Quoted text.

-- Begin --

#12 - JRL 2008-151 - JRL Home
Date: Sat, 16 Aug 2008
From: GORDON HAHN <gordon-hahn@sbcglobal.net>
Subject: Gordon Hahn on Felgenhauer
Gordon Hahn’s Comments on Pavel Felgenhauer, “'Eto byla ne spontannaya,
splanirovannaya voina',” Novaya gazeta, No. 59, 14 August 2008. [See JRL #150,
item 32]
Pavel Felgenhauer’s conspiracy theory has several major wholes in it. First
of all, it relies on the false assumption that contingency plans constitute
decided actions. This is the same mistake made by those who supported the
various conspiracy theories surrounding the August 1991 party-siloviki putsch
against Gorbachev and Yeltsin. More or less normal contingency plans for
instituting emergency rule and martial law were loosely interpreted as plans to
implement them at a soon-to-be-determined time and place.
Second, the entire Russian ‘plan’ would have been undone, if Saakashvili had
agreed to sign the agreement proposed by Russia, South Ossetia and Abkhazia to
reject the use of force to resolve Georgia’s self-made‘frozen conflicts.’ It was
Saakashvili’s willingness to use force that allowed him, if he indeed was, to be
sucked into using force. This means that he was as complicit as the Russians
were in the frozen conflict’s thaw and devolution into violence. Both sides were
spoiling for a fight and to one extent or another were doing their best to bait
the other side into flagrantly breaking the ceasefire by way of a major
incursion. In other words, it is unclear who entrapped whom. As usual a certain
ilk of ‘analyst’ is willing to entertain this possibility in relation to the
Russian side; for that ilk the Russians are always entirely to blame, and the
West and whomever the present administration has designated an ally are not.
Felgenhauer mentions Russia's April tranfer of unarmed troops to Abkhazia to
make repairs of the Abkhaz railroad for transport of Russian military equipment
and the shooting down of the Israeli-suppled recon drones. He neglects to
mention that if the railraod repairs were preparation for war, what were the
recon flights for?

-- End --

Recorded information.
-- Begin --

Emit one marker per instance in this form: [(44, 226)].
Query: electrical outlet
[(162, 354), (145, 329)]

-- End --

Goals.
#1 For the commentary on Felgenhauer, decide whether each statement agrees with it, answering yes or no and quoting the deciding words: (a) Felgenhauer's theory treats contingency plans as decided actions; (b) the troops Russia sent to Abkhazia in April were armed; (c) Russia alone is held responsible for the slide into violence.
#2 Carry the commentary on Felgenhauer forward from its final sentence.
The lines have no connection to the commentary on Felgenhauer.

Written responses.
#1
(a) Yes: "it relies on the false assumption that contingency plans constitute decided actions"
(b) No: "unarmed troops to Abkhazia"
(c) No: "he was as complicit as the Russians were in the frozen conflict’s thaw and devolution into violence"

#2
He mentions the Russian 58th army's maneuvers, but neglects the
American-Georgian military excercies being conducted at the same time. One is
seen as preparation for war, the other is ignored. Clearly both were intended as
general preparation in the even of war. It is possible that niether or both were
part of mobilization for an already planned attack. Felgenhauer neglects the
fact that Georgian forces stepped up their activities and moved heavy artillery
closer to Tskhinval during their maneuvers with U.S. forces. In RFERL writer
Brian Whitmore's rehash of Felgenhauer's material he mentions that "(a)t center
stage in the Russian maneuvers was...Russia's 58th Army, the very unit that
would later play a key role in the incursion." This supposedly revealing 'coincdence'
is intended to be further 'proof' that Russia had decidec on war. Omitted from
Whitmore's piece is that any maneuvers in Russia's North Caucasus would include
the 58th Army which is the nucleus of its military presence there and has been
fighting Chechen separatists and Caucasus jihadists for years. American
taxpayers might wonder why their hard-earned money is funding pro-Georgian
propaganda by the "independent" organization "funded by the U.S. Congress"?!
Felgenhauer’s reliance on the conspiracy theories surrounding the Chechen
jihadists’ long-planned invasion of Dagestan in 1999 further undermine his
interpretation. The Russian did not need to goad jihadists like Shamil Basaev
and global jihadist and al Qaeda operative Khattab to attack Dagestan. The
Chechen and foreign jihadists had been conspiring with Dagestan jihadists’ for
well over a year to establish an Islamic jamaat/caliphate in several Dagestani
villages and months before their attack were declaring their intention to do so.
The same conspiratorial approach surrounds that period’s Moscow and Volgadonsk
apartment bombings, for which both Basaev and Khattab took responsibility by
acknowledging that Dagestanis had carried it out.
These conspiracy theories are similar to those surrounding the Bush
administration and Mossad and 9/11 and deserve about as much credence. That is
why no semi-serious, no less serious analyst pays them much heed.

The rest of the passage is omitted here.